Can you return the part of the Alaska statehood text between "The Alaska Statehood" and "the Alaska delegation.", inclusive, copied word for word?
** START TEXT BLOCK **
Haycox misdiagnoses the anger. More precisely, the anger is correctly building against the federal executive branch, which, despite assertions to the contrary, cannot do “whatever it wants in Alaska.”

President Obama has, through his agencies, established a troubling pattern throughout the state. Alaskans have become increasingly frustrated with “de facto” lawmaking beyond the authority of Congress.

Haycox goes on:

Where might such empowerment come from? Some say from the “compact theory” of federal governance. Others say from promises the federal government made.

It may be wise to remind the public about the history of the term “compact” in Alaska. When Alaska joined the union, we were not merely absorbed by the federal government. We weren’t a colony then. We’re not a colony today.

The Alaska Statehood Act was passed by Congress on June 30, 1958. The term “compact” was used in Section Four of the Act:

“As a compact with the United States said State and its people do agree and declare that they forever disclaim all right and title to any lands or other property not granted or confirmed to the State.”

After the Act passed Congress, the next step was critical: Alaskans had to march to the polls to ratify the terms. Those were the very terms that were fashioned by Congress and the Alaska delegation.

In plain English, the legal basis for Alaska’s statehood is not simply an act of Congress subject to “easy amendment.” It is a compact. It is a contract. Specifically, it’s a contract between two sovereign entities agreed upon by both parties. It cannot be unilaterally amended by one side without the other’s consent.

Congress knew the Statehood Act was not like other legislation. The act could not be unilaterally amended by Congress. During debate, Nebraska Sen. Hugh Butler famously stated:

A bill which grants statehood is not some minor piece of legislation, but is a major function of the national legislature. We cannot undertake to perform that function without reminding ourselves that we are asked to make a grant which cannot be revoked.We cannot, therefore, consider these bills as we would ordinary legislation, in the sense that ordinary legislation may be amended or changed in subsequent years as experience dictates. (Emphasis added). 104 Congressional Record 12316-17 (June 26, 1958).

So, what does this have to do with ANWR?

Just like with the statehood compact, Alaskans grow upset over unilateral action taken by the federal government that seemingly changes or circumvents prevailing authority or agreements. With ANWR, unilateral movement is not coming from Congress, but instead, through unelected federal bureaucrats, encouraged by the president.
** END TEXT BLOCK **
** START DATA EXTRACT **
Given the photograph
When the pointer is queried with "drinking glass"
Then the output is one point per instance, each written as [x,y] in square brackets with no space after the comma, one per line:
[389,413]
** END DATA EXTRACT **
OUTPUT FOR THIS TASK:
The Alaska Statehood Act was passed by Congress on June 30, 1958. The term “compact” was used in Section Four of the Act:

“As a compact with the United States said State and its people do agree and declare that they forever disclaim all right and title to any lands or other property not granted or confirmed to the State.”

After the Act passed Congress, the next step was critical: Alaskans had to march to the polls to ratify the terms. Those were the very terms that were fashioned by Congress and the Alaska delegation.